SHORT TASK 1: Count how many lines of the listing below contain the string "reddish", treating uppercase and lowercase as different, and reply with only that number.

Proactively Managing Transactional Replication Latency with SQL Server

Transactional replication is a critical component of many SQL Server environments, providing high availability, load balancing, and other essential benefits. However, managing replication latency, the delay between an action occurring on the publisher and it being reflected on the subscriber, is vital for ensuring system performance and data integrity. In this blog post, we’ll explore a proactive approach to monitor and alert on replication latency, helping database administrators (DBAs) maintain optimal system health.

The Issue:

Replication latency can sometimes go unnoticed until it impacts the system performance or data accuracy, leading to potential data loss or business disruptions. Traditional monitoring techniques may not provide real-time alerts or may require significant manual intervention, making them less effective for immediate latency identification and resolution.

The Script:

To address this challenge, we introduce a SQL script designed by Vivek Janakiraman from JBSWiki, specifically crafted to monitor transactional replication latency in SQL Server environments. This script efficiently posts tracer tokens to specified publications and measures the time taken for these tokens to move through the replication components, providing a clear picture of any latency present in the system.

/*
Author: Vivek Janakiraman
Company: JBSWiki
Description: This script is used to alert in case there is Transactional replication Log reader or distribution agent latency.
It posts tracer tokens to specified publications and measures the latency to the distributor and subscriber.
*/

-- Switch to the publisher database to insert tracer tokens.
USE [Publisher_Database_Here] -- Use your publisher database name here.
-- Insert tracer tokens into the specified publications.
EXEC sys.sp_posttracertoken @publication = 'Publication_Name' -- Change appropriate Publication that should be monitored.
EXEC sys.sp_posttracertoken @publication = 'Publication_Name1' -- Change appropriate Publication that should be monitored.
-- Wait for 5 minutes to allow the tokens to propagate.
WAITFOR DELAY '00:05:00'

-- Switch to the distribution database to query latency information.
USE distribution
;WITH LatestEntries AS (
-- Select the latest entries for each publication and agent.
SELECT publication_id, agent_id, MAX(publisher_commit) AS MaxDate
FROM MStracer_tokens t
JOIN MStracer_history h ON t.tracer_id = h.parent_tracer_id
GROUP BY publication_id, agent_id
)
-- Select latency information for the latest tokens.

SHORT TASK 2: Reproduce word for word the part of the replication latency post above that opens with the words containing "EXEC sys.sp_posttracertoken @publication = 'Publication_Name1'" and closes with "query latency information.".

RAW RECORDS:
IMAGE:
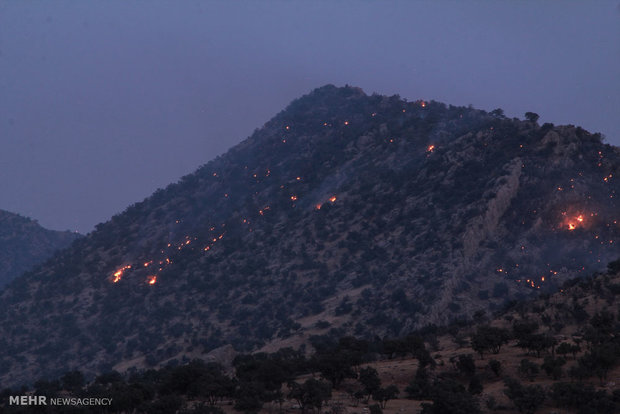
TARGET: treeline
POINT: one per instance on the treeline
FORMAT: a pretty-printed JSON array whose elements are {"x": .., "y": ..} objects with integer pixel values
[
  {"x": 345, "y": 364},
  {"x": 256, "y": 379}
]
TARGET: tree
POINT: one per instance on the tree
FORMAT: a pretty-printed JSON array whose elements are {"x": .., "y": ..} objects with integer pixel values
[
  {"x": 528, "y": 369},
  {"x": 488, "y": 338},
  {"x": 73, "y": 381},
  {"x": 531, "y": 116},
  {"x": 369, "y": 378},
  {"x": 526, "y": 399},
  {"x": 565, "y": 348},
  {"x": 466, "y": 365},
  {"x": 335, "y": 366},
  {"x": 496, "y": 367},
  {"x": 420, "y": 386},
  {"x": 475, "y": 386},
  {"x": 311, "y": 394},
  {"x": 553, "y": 366},
  {"x": 383, "y": 395},
  {"x": 449, "y": 396}
]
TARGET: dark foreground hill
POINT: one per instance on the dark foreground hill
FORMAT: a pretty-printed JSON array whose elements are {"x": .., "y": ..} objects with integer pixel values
[
  {"x": 369, "y": 214},
  {"x": 24, "y": 243},
  {"x": 556, "y": 353}
]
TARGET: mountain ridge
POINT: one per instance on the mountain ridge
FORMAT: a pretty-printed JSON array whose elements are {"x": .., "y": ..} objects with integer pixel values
[
  {"x": 24, "y": 243},
  {"x": 427, "y": 212}
]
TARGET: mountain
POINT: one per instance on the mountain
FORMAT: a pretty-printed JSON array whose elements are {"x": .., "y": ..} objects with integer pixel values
[
  {"x": 369, "y": 215},
  {"x": 24, "y": 243}
]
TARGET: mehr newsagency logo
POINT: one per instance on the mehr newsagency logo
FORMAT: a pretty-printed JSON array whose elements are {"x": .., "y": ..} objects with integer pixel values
[{"x": 43, "y": 400}]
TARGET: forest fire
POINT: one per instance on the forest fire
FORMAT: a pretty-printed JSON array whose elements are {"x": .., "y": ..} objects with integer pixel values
[
  {"x": 573, "y": 222},
  {"x": 119, "y": 273}
]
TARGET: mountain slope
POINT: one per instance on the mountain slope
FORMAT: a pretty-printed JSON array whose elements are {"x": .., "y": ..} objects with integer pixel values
[
  {"x": 23, "y": 244},
  {"x": 372, "y": 213}
]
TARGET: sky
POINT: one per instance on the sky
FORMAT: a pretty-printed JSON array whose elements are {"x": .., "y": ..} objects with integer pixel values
[{"x": 103, "y": 102}]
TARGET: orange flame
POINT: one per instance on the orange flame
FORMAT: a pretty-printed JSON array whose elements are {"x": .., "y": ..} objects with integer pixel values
[{"x": 119, "y": 273}]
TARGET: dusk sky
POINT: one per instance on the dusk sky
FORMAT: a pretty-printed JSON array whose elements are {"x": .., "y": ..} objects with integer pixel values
[{"x": 103, "y": 102}]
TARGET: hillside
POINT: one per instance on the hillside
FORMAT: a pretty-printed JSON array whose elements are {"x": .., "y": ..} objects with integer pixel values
[
  {"x": 372, "y": 214},
  {"x": 24, "y": 243},
  {"x": 559, "y": 351}
]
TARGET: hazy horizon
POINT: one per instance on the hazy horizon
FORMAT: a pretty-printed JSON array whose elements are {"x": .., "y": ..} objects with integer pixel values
[{"x": 101, "y": 103}]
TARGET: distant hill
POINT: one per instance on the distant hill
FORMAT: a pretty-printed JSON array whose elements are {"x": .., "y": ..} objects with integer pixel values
[
  {"x": 367, "y": 214},
  {"x": 24, "y": 243}
]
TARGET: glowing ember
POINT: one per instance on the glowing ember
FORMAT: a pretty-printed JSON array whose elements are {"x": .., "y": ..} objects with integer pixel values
[{"x": 119, "y": 273}]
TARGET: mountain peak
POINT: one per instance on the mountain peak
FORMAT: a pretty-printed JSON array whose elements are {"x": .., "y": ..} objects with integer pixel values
[{"x": 346, "y": 213}]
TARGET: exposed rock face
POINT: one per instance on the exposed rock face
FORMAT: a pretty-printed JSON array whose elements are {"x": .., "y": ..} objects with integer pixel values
[{"x": 369, "y": 213}]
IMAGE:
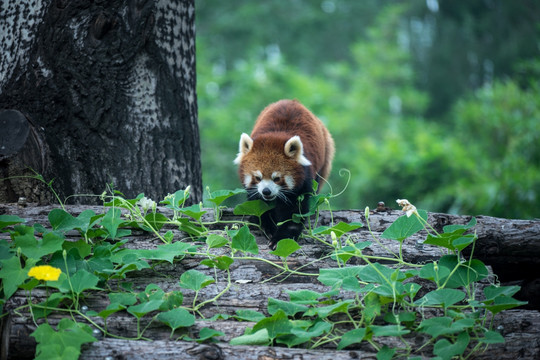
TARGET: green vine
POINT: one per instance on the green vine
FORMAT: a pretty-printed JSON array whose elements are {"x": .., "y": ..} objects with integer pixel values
[{"x": 384, "y": 297}]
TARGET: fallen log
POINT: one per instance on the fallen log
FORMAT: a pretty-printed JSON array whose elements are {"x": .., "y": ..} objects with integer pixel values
[{"x": 256, "y": 281}]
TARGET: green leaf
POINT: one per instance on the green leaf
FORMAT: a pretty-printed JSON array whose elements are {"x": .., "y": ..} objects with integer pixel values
[
  {"x": 33, "y": 248},
  {"x": 277, "y": 324},
  {"x": 503, "y": 302},
  {"x": 111, "y": 221},
  {"x": 345, "y": 277},
  {"x": 379, "y": 274},
  {"x": 156, "y": 221},
  {"x": 144, "y": 308},
  {"x": 446, "y": 350},
  {"x": 208, "y": 334},
  {"x": 62, "y": 220},
  {"x": 123, "y": 298},
  {"x": 450, "y": 241},
  {"x": 320, "y": 327},
  {"x": 492, "y": 337},
  {"x": 176, "y": 200},
  {"x": 195, "y": 280},
  {"x": 216, "y": 241},
  {"x": 339, "y": 229},
  {"x": 13, "y": 275},
  {"x": 111, "y": 309},
  {"x": 177, "y": 318},
  {"x": 285, "y": 247},
  {"x": 64, "y": 343},
  {"x": 404, "y": 227},
  {"x": 244, "y": 241},
  {"x": 249, "y": 315},
  {"x": 466, "y": 272},
  {"x": 219, "y": 196},
  {"x": 460, "y": 228},
  {"x": 403, "y": 317},
  {"x": 388, "y": 330},
  {"x": 351, "y": 337},
  {"x": 305, "y": 297},
  {"x": 385, "y": 353},
  {"x": 325, "y": 311},
  {"x": 288, "y": 308},
  {"x": 257, "y": 338},
  {"x": 443, "y": 297},
  {"x": 493, "y": 291},
  {"x": 252, "y": 207},
  {"x": 8, "y": 220},
  {"x": 166, "y": 252},
  {"x": 193, "y": 211}
]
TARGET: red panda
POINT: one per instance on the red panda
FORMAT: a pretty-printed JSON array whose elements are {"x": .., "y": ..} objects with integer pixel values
[{"x": 288, "y": 148}]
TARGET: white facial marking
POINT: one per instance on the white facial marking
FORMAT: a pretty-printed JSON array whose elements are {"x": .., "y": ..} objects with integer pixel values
[
  {"x": 247, "y": 180},
  {"x": 289, "y": 180},
  {"x": 258, "y": 175},
  {"x": 268, "y": 189}
]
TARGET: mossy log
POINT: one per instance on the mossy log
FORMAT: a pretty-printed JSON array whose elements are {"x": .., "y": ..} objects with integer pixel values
[{"x": 515, "y": 241}]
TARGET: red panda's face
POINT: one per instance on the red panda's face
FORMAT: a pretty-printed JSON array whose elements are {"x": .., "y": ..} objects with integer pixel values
[
  {"x": 271, "y": 167},
  {"x": 268, "y": 187}
]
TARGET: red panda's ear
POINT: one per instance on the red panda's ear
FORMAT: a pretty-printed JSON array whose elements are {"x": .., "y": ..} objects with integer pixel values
[
  {"x": 246, "y": 143},
  {"x": 295, "y": 150}
]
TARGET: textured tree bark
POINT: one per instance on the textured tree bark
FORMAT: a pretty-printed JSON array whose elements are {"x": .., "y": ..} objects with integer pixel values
[
  {"x": 110, "y": 85},
  {"x": 521, "y": 328}
]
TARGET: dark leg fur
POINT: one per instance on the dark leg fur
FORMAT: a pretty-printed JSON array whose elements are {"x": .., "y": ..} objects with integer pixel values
[{"x": 284, "y": 212}]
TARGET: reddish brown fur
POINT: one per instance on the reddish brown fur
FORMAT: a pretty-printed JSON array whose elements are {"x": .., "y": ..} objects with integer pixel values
[{"x": 276, "y": 124}]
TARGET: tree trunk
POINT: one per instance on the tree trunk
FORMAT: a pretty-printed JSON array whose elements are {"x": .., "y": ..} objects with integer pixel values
[{"x": 110, "y": 86}]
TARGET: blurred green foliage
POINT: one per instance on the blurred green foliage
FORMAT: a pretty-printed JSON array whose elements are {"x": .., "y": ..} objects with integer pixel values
[{"x": 449, "y": 137}]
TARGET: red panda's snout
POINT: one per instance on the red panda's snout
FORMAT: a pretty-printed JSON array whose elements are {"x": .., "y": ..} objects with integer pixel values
[
  {"x": 268, "y": 188},
  {"x": 271, "y": 167}
]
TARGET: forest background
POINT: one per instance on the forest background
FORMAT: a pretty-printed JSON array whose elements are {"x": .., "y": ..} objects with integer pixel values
[{"x": 436, "y": 102}]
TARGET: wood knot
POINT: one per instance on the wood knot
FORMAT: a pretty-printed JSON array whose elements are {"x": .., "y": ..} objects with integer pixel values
[
  {"x": 102, "y": 25},
  {"x": 61, "y": 4}
]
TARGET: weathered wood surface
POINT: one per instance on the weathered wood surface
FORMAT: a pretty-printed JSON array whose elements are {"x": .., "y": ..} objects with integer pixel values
[
  {"x": 520, "y": 327},
  {"x": 111, "y": 86}
]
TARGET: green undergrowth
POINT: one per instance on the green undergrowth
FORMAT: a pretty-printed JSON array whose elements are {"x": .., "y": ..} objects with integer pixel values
[{"x": 381, "y": 305}]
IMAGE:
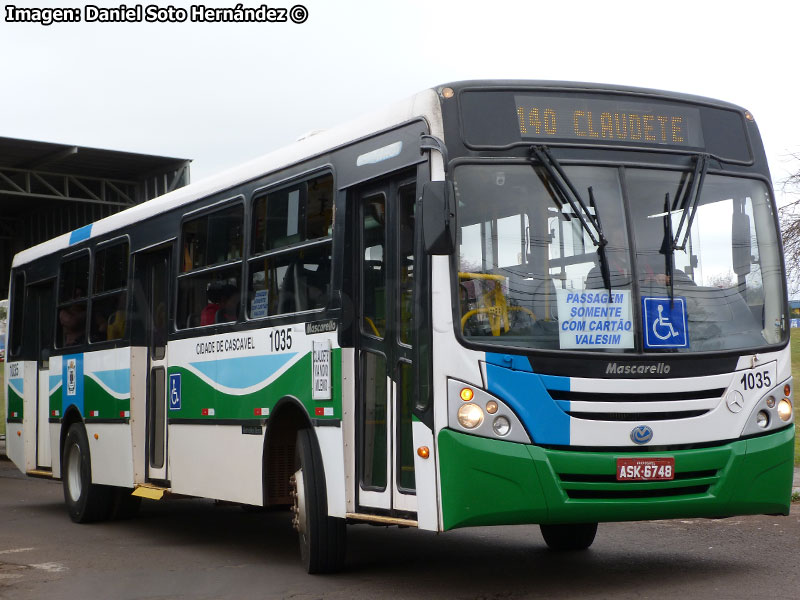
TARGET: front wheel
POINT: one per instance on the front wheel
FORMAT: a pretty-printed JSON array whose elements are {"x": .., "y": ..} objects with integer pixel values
[
  {"x": 322, "y": 538},
  {"x": 86, "y": 501},
  {"x": 574, "y": 536}
]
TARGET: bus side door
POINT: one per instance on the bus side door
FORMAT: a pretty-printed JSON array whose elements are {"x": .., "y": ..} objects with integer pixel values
[{"x": 384, "y": 281}]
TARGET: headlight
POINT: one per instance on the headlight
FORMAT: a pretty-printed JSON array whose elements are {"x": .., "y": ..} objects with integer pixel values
[
  {"x": 470, "y": 416},
  {"x": 474, "y": 411},
  {"x": 501, "y": 426}
]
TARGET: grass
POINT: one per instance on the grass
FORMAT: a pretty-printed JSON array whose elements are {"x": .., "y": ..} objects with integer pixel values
[
  {"x": 795, "y": 344},
  {"x": 2, "y": 399}
]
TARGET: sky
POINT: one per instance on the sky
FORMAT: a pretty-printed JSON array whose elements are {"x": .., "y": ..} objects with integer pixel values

WORKED SOLUTION 1: 2

WORKED SOLUTION 2:
EXEC sys.sp_posttracertoken @publication = 'Publication_Name1' -- Change appropriate Publication that should be monitored.
-- Wait for 5 minutes to allow the tokens to propagate.
WAITFOR DELAY '00:05:00'

-- Switch to the distribution database to query latency information.